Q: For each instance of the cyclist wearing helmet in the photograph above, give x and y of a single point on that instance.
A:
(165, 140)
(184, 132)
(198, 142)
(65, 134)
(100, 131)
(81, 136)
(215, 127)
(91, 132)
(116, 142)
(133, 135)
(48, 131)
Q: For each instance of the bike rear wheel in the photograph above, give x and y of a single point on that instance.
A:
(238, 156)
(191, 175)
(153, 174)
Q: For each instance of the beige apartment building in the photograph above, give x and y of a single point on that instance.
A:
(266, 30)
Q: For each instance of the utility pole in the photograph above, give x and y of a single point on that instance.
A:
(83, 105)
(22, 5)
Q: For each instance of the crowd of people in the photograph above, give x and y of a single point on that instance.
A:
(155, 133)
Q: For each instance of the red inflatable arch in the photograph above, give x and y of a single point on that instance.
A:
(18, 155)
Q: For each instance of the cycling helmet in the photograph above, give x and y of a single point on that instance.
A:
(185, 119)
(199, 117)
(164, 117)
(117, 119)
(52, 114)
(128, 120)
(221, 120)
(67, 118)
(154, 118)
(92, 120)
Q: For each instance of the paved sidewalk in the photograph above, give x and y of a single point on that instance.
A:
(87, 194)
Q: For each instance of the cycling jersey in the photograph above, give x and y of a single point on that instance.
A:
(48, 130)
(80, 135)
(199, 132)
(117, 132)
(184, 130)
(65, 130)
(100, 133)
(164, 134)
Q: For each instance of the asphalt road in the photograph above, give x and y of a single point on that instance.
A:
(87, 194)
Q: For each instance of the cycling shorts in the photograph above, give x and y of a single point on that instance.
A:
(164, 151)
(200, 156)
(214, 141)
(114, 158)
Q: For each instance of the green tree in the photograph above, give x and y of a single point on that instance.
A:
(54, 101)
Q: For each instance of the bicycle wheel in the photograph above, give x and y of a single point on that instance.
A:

************

Task prompt:
Would you give the entries back word for word?

Exercise response:
Q: For each instance of the cyclist wearing helmet in the photograph above, give x and y of a single point on that instance.
A:
(165, 140)
(184, 132)
(198, 142)
(65, 134)
(100, 131)
(81, 136)
(215, 127)
(91, 132)
(116, 142)
(133, 135)
(48, 131)
Q: For each instance of the bike rear wheel in the photograph above, give x and y of a single point on that instance.
A:
(238, 156)
(191, 175)
(153, 174)
Q: For each instance of the beige apartment building in the photograph above, give x and y of a single point on that instance.
A:
(266, 30)
Q: For each instance of the utility pole in the photograph above, give x and y of a single point on that instance.
A:
(83, 105)
(22, 5)
Q: For each instance of the crowd of people in the photograph above, give x and y of a single point on that instance.
A:
(155, 133)
Q: For each instance of the red inflatable arch in the photograph above, give x and y of a single point on that instance.
A:
(18, 155)
Q: For each instance of the cycling helmet in the photograph above, give x and y of a single point on that instance.
A:
(185, 119)
(199, 117)
(164, 117)
(117, 119)
(52, 114)
(128, 120)
(221, 120)
(67, 118)
(154, 118)
(92, 120)
Q: For each instance of the paved sidewalk in the photograph above, give x and y of a single point on that instance.
A:
(87, 194)
Q: For each instance of the cycling jersey in the photograph above, give x and y of a single point on that instance.
A:
(48, 130)
(80, 135)
(199, 132)
(117, 132)
(184, 130)
(65, 130)
(100, 133)
(164, 134)
Q: For each instance of the asphalt road in the photograph above, give x and y of a single point on that instance.
A:
(87, 194)
Q: For each instance of the cycling shorts in the photograph above, give x and y of a single point on that instance.
A:
(164, 151)
(200, 156)
(214, 141)
(114, 158)
Q: For each instance of the green tree in the photograph above, give x and y of a single point on that instance.
A:
(54, 101)
Q: For each instance of the bicycle wheel in the photograph above, give x and y of a single point on that instance.
A:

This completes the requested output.